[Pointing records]
================================

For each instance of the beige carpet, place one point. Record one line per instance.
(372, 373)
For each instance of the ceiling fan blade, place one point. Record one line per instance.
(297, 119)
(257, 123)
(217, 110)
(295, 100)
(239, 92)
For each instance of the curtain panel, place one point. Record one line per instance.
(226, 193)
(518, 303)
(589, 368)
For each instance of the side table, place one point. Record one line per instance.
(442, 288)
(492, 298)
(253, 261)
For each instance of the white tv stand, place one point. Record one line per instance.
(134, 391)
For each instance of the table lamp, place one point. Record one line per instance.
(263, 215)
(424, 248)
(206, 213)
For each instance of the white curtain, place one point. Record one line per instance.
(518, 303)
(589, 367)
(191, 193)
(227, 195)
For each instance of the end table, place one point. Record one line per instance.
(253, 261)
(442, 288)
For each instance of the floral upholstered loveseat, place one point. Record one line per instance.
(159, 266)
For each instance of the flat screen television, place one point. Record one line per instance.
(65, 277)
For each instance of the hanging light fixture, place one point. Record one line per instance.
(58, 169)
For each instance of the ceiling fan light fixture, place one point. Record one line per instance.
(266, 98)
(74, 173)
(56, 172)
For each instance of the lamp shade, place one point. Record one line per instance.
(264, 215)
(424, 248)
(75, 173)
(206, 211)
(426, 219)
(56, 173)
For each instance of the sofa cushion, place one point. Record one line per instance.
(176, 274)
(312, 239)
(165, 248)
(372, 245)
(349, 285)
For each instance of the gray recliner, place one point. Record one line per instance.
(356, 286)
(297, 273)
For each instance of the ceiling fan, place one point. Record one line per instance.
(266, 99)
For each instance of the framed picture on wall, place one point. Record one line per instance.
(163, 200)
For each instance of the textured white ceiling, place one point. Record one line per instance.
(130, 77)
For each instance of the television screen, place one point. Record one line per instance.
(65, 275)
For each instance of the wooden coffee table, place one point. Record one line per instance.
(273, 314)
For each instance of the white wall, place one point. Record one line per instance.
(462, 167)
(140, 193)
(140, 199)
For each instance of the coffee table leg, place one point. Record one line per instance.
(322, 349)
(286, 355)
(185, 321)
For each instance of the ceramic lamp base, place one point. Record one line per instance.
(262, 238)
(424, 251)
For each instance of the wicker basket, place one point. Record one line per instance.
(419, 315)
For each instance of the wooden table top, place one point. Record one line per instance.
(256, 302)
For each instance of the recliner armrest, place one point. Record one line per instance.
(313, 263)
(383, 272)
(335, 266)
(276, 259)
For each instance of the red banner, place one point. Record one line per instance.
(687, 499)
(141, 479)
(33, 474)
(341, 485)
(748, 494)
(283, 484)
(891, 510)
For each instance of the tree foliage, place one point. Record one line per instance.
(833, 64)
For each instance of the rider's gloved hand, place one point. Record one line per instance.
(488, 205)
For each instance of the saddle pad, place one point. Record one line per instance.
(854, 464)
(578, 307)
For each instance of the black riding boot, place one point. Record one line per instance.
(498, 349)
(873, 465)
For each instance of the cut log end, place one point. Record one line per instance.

================================

YOUR INSTRUCTIONS
Present every line of the items above as a Markdown table with two columns, No. and Line. Number the rows and leave out any blank lines.

REPLY
| No. | Line |
|---|---|
| 1 | For each instance of the beige carpet, place one point. Record one line per instance. |
| 2 | (372, 373) |
| 3 | For each instance of the ceiling fan blade, place one point. Record one line per instance. |
| 4 | (297, 119) |
| 5 | (257, 123) |
| 6 | (217, 110) |
| 7 | (295, 100) |
| 8 | (239, 92) |
| 9 | For each instance of the curtain panel, place one point. Record one line per instance. |
| 10 | (226, 193) |
| 11 | (518, 303) |
| 12 | (589, 368) |
| 13 | For each instance of the side table, place one point. Record one line per instance. |
| 14 | (442, 288) |
| 15 | (492, 298) |
| 16 | (253, 261) |
| 17 | For each instance of the white tv stand, place one point. Record one line per instance. |
| 18 | (134, 391) |
| 19 | For each instance of the table lamp, place one point. Record one line per instance. |
| 20 | (263, 215) |
| 21 | (424, 248) |
| 22 | (206, 213) |
| 23 | For each instance of the white curtain, place one point. Record one line per instance. |
| 24 | (518, 303) |
| 25 | (589, 367) |
| 26 | (191, 193) |
| 27 | (227, 195) |
| 28 | For each instance of the end table, place one point. Record one line per instance. |
| 29 | (253, 261) |
| 30 | (442, 288) |
| 31 | For each instance of the floral upholstered loveseat, place one point. Record one line per instance. |
| 32 | (159, 266) |
| 33 | For each instance of the flat screen television, place one point. Record one line per instance. |
| 34 | (65, 277) |
| 35 | For each instance of the hanging light fixture, place one point. Record one line per instance. |
| 36 | (58, 169) |
| 37 | For each instance of the ceiling fan light fixture, place one point. Record one line per instance. |
| 38 | (266, 98) |
| 39 | (74, 173) |
| 40 | (56, 172) |
| 41 | For each instance of the lamp shade, place one point. Record one line per instance. |
| 42 | (264, 215) |
| 43 | (424, 248) |
| 44 | (75, 173) |
| 45 | (206, 211) |
| 46 | (426, 219) |
| 47 | (56, 173) |
| 48 | For each instance of the sofa cushion, place one point. Record one line per instance. |
| 49 | (176, 274) |
| 50 | (312, 239) |
| 51 | (165, 248) |
| 52 | (372, 245) |
| 53 | (349, 285) |
| 54 | For each instance of the gray recliner, place one point. Record one line per instance. |
| 55 | (356, 286) |
| 56 | (297, 273) |
| 57 | For each instance of the ceiling fan, place one point. Record one line per instance. |
| 58 | (266, 99) |
| 59 | For each instance of the framed picture on wall, place one point. Record one line per instance. |
| 60 | (163, 200) |
| 61 | For each instance of the textured white ceiling, place one point. Record one line per instance. |
| 62 | (130, 77) |
| 63 | For each instance of the television screen, place one point. Record one line per instance. |
| 64 | (65, 275) |
| 65 | For each instance of the wooden coffee table, place one point. Record one line per instance. |
| 66 | (273, 314) |
| 67 | For each instance of the white wall, place one point. Record one line per instance. |
| 68 | (462, 167) |
| 69 | (140, 193) |
| 70 | (140, 199) |
| 71 | For each instance of the coffee table leg, place one point. Record one line per instance. |
| 72 | (322, 349) |
| 73 | (286, 355) |
| 74 | (185, 321) |
| 75 | For each instance of the ceramic lamp base, place one point. Record one line per instance. |
| 76 | (262, 238) |
| 77 | (424, 251) |
| 78 | For each instance of the wicker basket, place one point. Record one line per instance. |
| 79 | (419, 315) |
| 80 | For each instance of the wooden table top, place one point. Record one line per instance. |
| 81 | (256, 302) |
| 82 | For each instance of the recliner armrest, place one point. Record one line per instance. |
| 83 | (313, 263) |
| 84 | (383, 272) |
| 85 | (335, 266) |
| 86 | (276, 259) |
| 87 | For each instance of the red banner, place one point. Record one line per instance. |
| 88 | (687, 499) |
| 89 | (141, 479) |
| 90 | (33, 474) |
| 91 | (341, 485) |
| 92 | (748, 494) |
| 93 | (283, 484) |
| 94 | (891, 510) |
| 95 | For each instance of the tree foliage, place one point. Record one line per instance. |
| 96 | (833, 64) |
| 97 | For each instance of the rider's gloved hand, place one point. Record one line per instance. |
| 98 | (488, 205) |
| 99 | For each instance of the saddle pad, place one point. Record one line per instance. |
| 100 | (854, 464) |
| 101 | (578, 307) |
| 102 | For each instance of the black riding boot, place one point. Record one line per instance. |
| 103 | (498, 349) |
| 104 | (873, 465) |
| 105 | For each instance of the cut log end, place one point. Record one line per instance. |